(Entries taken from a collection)
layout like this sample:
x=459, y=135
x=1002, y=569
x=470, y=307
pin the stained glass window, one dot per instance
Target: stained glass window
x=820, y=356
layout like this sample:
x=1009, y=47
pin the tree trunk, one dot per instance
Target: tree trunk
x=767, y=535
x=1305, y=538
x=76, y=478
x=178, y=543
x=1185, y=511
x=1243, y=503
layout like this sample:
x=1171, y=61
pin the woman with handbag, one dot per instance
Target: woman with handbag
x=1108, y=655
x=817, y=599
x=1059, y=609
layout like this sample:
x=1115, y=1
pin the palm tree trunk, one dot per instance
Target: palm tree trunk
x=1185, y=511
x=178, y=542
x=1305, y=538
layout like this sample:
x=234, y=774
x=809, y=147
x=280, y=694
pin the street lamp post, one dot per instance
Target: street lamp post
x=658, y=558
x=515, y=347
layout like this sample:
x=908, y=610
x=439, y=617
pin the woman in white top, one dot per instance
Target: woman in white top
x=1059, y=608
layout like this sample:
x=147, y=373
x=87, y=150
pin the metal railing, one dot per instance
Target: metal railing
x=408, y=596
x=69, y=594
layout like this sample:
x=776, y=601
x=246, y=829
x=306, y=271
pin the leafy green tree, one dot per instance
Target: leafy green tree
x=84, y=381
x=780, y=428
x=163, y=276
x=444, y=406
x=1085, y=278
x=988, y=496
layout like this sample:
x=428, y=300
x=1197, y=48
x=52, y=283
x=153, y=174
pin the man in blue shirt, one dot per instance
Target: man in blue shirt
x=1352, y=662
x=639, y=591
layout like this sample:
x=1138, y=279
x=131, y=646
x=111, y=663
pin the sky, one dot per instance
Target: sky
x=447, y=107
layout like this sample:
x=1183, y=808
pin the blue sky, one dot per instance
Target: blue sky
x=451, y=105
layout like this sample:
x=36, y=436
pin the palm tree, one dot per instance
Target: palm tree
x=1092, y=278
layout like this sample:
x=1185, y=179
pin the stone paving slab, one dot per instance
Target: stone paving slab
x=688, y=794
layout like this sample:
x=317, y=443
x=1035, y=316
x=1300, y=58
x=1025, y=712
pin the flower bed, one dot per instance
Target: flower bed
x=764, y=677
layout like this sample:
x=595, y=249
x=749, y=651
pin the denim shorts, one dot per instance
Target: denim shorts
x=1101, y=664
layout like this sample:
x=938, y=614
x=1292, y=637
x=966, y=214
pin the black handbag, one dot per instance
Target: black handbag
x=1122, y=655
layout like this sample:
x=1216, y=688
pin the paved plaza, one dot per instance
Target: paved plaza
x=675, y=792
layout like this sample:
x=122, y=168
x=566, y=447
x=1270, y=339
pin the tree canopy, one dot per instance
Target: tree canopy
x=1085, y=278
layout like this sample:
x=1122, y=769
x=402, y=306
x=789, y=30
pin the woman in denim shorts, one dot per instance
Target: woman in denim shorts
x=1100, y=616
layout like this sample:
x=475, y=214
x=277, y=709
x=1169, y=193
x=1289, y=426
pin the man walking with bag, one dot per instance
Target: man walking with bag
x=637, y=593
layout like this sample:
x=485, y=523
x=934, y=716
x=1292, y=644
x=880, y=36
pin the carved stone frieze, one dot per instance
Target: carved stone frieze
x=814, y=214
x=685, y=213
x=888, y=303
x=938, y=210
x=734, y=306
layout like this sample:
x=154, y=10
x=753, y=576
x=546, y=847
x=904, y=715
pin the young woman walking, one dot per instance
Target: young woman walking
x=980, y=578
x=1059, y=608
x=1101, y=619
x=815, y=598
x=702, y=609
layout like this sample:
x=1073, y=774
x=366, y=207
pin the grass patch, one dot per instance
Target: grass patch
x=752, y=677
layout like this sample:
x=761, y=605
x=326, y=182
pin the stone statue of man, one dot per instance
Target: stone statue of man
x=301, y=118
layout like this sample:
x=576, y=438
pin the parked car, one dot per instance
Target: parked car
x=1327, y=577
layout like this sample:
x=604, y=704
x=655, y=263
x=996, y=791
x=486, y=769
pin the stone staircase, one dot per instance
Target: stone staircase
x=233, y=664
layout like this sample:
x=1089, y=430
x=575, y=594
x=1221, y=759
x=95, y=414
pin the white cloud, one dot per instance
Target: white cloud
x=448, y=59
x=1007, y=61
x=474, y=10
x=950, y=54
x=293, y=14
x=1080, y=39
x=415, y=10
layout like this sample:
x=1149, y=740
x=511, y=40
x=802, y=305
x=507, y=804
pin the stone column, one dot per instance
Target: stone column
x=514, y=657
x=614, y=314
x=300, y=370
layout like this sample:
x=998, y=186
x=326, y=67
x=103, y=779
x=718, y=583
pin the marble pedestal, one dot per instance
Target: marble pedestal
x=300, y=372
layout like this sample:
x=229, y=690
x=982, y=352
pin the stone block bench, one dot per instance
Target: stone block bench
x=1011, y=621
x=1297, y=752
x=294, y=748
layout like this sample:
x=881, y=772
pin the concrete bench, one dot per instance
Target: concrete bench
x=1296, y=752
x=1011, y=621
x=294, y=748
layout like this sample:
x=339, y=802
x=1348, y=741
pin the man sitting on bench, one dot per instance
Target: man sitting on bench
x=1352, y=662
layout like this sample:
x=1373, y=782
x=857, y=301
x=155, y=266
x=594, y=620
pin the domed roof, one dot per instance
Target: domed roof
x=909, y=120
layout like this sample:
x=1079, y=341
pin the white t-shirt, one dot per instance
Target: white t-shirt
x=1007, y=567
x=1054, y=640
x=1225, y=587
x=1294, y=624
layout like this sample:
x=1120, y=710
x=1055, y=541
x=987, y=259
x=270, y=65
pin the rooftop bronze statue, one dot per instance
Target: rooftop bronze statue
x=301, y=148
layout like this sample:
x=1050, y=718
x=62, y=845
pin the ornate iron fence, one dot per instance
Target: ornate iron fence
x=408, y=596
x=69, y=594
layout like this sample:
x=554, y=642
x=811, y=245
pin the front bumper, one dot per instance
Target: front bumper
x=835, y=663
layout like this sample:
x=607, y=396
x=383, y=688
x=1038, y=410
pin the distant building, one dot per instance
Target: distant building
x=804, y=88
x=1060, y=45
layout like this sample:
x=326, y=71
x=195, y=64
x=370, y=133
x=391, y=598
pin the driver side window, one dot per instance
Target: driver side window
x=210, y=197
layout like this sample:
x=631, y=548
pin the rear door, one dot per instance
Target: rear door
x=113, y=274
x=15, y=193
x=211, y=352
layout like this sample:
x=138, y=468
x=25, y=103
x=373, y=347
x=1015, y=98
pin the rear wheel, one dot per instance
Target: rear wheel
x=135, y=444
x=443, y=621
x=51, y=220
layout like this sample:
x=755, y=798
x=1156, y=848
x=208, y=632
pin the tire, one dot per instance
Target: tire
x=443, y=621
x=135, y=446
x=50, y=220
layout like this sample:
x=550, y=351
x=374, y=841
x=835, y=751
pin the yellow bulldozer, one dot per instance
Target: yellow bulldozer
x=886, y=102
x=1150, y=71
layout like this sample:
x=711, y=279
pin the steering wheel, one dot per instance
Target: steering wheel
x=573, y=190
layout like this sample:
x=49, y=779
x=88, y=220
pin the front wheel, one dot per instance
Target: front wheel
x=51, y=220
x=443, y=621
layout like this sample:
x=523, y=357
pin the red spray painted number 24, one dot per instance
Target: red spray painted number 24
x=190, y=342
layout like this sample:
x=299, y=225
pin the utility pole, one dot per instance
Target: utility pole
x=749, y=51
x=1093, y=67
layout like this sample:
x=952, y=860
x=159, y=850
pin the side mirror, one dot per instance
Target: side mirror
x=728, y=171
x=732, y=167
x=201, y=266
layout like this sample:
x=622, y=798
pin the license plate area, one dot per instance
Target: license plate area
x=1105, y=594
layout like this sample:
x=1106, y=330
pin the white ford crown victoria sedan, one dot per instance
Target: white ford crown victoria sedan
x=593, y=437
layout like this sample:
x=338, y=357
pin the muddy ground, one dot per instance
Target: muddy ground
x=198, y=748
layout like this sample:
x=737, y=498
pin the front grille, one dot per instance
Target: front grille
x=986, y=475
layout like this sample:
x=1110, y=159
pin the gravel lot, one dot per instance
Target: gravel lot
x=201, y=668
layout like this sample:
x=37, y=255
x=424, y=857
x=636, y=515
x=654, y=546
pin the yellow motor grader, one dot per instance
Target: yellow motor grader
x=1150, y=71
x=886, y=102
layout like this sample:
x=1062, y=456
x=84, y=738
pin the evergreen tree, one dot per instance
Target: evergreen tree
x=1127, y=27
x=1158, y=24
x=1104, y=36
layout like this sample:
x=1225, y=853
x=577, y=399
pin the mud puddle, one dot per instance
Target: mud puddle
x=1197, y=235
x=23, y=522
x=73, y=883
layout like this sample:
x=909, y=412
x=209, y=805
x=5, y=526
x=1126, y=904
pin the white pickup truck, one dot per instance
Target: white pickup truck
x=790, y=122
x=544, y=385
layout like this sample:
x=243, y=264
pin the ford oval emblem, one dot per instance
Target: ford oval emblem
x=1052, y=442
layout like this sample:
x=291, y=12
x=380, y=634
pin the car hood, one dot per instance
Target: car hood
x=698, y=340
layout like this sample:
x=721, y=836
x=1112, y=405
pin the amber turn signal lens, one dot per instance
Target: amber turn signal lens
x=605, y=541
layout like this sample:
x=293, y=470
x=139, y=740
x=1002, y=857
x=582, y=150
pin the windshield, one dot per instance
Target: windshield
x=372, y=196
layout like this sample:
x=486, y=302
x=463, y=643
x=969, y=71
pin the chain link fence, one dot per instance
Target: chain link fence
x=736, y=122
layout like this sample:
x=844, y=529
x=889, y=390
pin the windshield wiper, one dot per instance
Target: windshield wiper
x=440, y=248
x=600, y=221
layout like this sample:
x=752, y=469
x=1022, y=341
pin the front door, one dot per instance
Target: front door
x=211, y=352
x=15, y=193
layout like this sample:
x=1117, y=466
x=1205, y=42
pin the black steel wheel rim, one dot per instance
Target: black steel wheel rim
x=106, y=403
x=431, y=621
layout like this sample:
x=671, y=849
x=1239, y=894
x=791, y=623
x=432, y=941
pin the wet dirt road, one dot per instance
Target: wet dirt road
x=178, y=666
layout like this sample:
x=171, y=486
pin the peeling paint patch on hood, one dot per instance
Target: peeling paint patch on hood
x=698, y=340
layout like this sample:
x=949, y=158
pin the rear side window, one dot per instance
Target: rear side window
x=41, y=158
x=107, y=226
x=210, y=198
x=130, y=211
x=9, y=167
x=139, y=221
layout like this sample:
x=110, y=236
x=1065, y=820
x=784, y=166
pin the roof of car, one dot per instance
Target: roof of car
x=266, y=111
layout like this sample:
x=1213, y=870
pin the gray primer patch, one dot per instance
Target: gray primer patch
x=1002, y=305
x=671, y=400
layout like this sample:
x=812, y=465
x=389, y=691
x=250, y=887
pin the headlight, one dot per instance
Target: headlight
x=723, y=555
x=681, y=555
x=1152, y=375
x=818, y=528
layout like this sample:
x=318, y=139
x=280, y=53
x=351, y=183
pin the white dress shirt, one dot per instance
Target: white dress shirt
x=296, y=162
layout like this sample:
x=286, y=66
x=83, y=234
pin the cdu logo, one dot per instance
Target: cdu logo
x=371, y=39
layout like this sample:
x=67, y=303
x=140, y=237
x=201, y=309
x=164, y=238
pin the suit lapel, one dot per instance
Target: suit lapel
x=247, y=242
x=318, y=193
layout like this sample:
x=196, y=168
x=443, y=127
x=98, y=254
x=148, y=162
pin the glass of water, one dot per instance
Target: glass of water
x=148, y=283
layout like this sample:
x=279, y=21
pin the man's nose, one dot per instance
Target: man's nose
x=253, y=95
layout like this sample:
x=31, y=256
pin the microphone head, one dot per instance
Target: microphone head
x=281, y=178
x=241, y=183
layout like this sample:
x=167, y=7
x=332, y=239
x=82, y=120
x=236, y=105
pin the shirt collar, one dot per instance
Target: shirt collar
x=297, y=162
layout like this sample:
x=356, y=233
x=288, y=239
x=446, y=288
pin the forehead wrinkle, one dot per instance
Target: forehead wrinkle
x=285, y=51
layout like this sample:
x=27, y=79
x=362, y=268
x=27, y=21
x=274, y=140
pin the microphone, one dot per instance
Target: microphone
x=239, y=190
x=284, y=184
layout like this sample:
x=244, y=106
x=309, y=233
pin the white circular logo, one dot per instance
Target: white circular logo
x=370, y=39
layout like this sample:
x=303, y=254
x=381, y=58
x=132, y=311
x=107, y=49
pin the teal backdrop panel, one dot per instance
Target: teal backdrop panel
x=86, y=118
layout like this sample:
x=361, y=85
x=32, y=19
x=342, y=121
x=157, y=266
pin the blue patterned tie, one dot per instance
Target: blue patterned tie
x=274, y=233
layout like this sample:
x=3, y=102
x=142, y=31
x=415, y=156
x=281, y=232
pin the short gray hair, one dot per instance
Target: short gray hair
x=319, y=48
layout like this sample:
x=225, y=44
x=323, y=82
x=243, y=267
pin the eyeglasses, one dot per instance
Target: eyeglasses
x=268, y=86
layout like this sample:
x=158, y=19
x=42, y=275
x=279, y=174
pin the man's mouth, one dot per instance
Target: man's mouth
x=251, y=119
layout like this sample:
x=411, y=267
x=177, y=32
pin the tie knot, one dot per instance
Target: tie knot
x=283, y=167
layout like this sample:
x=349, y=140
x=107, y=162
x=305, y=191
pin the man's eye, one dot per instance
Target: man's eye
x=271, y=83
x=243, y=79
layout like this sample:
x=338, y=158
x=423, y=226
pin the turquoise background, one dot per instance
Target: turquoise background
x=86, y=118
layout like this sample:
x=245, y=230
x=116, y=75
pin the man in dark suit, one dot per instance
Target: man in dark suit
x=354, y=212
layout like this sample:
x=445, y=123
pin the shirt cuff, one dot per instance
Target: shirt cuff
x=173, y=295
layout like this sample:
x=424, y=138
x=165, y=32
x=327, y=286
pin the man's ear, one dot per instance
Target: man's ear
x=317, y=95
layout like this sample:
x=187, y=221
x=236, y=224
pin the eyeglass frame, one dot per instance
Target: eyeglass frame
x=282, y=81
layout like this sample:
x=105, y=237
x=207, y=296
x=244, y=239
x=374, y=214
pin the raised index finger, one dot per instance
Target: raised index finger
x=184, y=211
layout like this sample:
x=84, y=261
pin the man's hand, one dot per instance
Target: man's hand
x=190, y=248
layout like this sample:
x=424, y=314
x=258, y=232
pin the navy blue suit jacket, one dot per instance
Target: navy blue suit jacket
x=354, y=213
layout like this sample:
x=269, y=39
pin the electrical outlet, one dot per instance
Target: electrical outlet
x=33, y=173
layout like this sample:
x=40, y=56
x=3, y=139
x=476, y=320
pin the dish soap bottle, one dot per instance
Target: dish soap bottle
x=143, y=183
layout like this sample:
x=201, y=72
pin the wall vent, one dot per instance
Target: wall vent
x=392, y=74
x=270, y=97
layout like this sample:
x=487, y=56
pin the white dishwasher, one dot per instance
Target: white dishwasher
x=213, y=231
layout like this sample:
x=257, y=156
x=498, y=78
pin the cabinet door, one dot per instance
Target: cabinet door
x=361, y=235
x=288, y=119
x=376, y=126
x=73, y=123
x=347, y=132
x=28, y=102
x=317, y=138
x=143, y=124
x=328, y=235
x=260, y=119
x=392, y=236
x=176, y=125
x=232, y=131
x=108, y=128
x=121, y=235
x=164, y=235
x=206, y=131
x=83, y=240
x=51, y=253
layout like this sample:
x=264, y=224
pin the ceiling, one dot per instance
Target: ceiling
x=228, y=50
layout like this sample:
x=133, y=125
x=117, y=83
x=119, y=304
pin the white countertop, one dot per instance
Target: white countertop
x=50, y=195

> What is being asked
Extract exactly and only the lines above from the line containing "pin the stone column, one dot per instance" through the line containing "x=1079, y=341", both end lines included.

> Exercise solution
pin the stone column, one dot per instance
Target: stone column
x=514, y=657
x=614, y=314
x=300, y=370
layout like this sample:
x=998, y=186
x=326, y=67
x=103, y=779
x=718, y=583
pin the marble pedestal, one dot per instance
Target: marble pedestal
x=300, y=372
layout like this sample:
x=229, y=690
x=982, y=352
pin the stone block bench, one dot per instance
Target: stone block bench
x=1011, y=621
x=1297, y=752
x=294, y=748
layout like this sample:
x=881, y=772
pin the concrete bench, one dot per instance
Target: concrete bench
x=1296, y=752
x=1011, y=621
x=294, y=748
layout like this sample:
x=339, y=802
x=1348, y=741
pin the man sitting on bench, one dot per instance
Target: man sitting on bench
x=1352, y=662
layout like this sample:
x=1373, y=782
x=857, y=301
x=155, y=266
x=594, y=620
pin the domed roof, one dot per instance
Target: domed roof
x=909, y=120
layout like this sample:
x=1079, y=341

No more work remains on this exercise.